Good luck with the job hunt and keep me posted. Nicky
"There are two types of people -- those who come into a room and say, 'Well, here I am,' and those who come in and say, 'Ah, there you are.'"
Frederick Collins
I did address this with H last night. H says that the paper was in his old gym bag and it was from a couple years ago when I was trying to leave him. And since I had pitched it well hmmm cannot verify that or not. Seems odd but what is not odd in my life lol.
Nicky am I safe from my H yes at most times. In the past when I have tried to end our relationship or even seek space to sort things out in my head my H becomes abusive. And my H is very controlling and manipulative for the norm. So while I do not fear him most times I never can totally let my guard down around him. Which tends to spill over into not being able to really ever allow myself to become emotionally attached/open with him. This is the part I am struggling with right now even though the verbally abusive behavior in him has all but vanished of late. I cannot bring myself to get over all the feelings it has caused in the past and trust him or feel safe with him or get over my ill feelings towards him. I am always waitting for that other shoe to drop.
Hence my being so open to him making the move to leave. If we had a little space between us who knows maybe I would not feel so under the gun. And be able to see him in a different light which would allow us to change the dynamics of this relationship if we were to reconcile.

Items:
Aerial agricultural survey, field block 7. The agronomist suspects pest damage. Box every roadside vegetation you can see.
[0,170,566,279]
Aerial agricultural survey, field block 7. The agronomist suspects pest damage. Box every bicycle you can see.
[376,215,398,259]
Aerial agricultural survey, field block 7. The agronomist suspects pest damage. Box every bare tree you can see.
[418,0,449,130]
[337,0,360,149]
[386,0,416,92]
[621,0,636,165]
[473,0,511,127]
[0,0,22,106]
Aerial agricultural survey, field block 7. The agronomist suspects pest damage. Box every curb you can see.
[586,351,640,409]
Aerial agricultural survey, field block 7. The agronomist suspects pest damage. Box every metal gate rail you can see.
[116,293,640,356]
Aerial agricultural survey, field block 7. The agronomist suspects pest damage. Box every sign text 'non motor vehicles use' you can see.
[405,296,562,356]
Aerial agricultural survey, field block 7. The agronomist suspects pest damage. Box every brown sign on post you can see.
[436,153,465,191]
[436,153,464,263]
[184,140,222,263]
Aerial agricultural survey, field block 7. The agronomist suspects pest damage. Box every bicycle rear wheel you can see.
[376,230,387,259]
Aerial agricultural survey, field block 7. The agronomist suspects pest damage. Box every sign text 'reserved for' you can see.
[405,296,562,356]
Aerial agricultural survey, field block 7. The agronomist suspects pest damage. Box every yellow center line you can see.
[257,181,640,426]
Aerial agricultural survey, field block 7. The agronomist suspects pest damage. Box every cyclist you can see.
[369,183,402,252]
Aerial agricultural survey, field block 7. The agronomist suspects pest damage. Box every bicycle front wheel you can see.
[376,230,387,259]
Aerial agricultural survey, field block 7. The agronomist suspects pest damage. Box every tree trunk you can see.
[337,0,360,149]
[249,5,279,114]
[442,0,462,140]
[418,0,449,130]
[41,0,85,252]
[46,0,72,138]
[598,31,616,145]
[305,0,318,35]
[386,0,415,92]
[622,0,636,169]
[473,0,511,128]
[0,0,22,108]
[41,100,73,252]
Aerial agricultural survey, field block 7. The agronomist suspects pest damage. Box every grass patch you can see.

Exercise goal:
Continue the forum post about the writer's relationship with H, picking up after its final sentence.

The result:
I think you just wrote something I think you need to actually say to your H...."If we had a little space between us who knows maybe I would not feel so under the gun. And be able to see him in a different light which would allow us to change the dynamics of this relationship."
He knows what he's done in the past with his behavior, I can't imagine that he doesn't also know that behavior like that prohibits you from opening up to him emotionally. So, if you think it would be a good thing for your R potentially, and you think you could use that space....perhaps even productively for the two of you....why not suggest it?
I know there's a good chance he'll fly off the handle about it, beeeelieve me I realize that. But I wonder if you approach it with the reasoning of "we aren't breaking up, but we need to take a step back to rebuild...or even just build up our relationship to make it better." if he'd take that better. I mean lets face it....there are many couples that do benefit from separation. It can give both people a chance to #1 miss the other, and #2 appreciate that other person more for what they did bring to the R. Then of course it could also answer that question of...."am I better off without this person in my life?"
Both me and the MC suggested this before. H was very addiment that it would not be happening. Matter of fact it was the one time he got close to really losing his temper in the MC office and walked out in a rage.
H and I have been having discussions about the differnce of how we precieve things in our relationship this week.
First as we all no H had a problem with the fact I was marking a calender so I meet a basic number of times per month. So this month I have not. We have already back slided on the arguing issue of we never have sex. Even though the first argument on this happened the night after we had had sex two nights in a row. And I do not have my back up to show him he is inaccurate in his statement. So next month back to marking it down.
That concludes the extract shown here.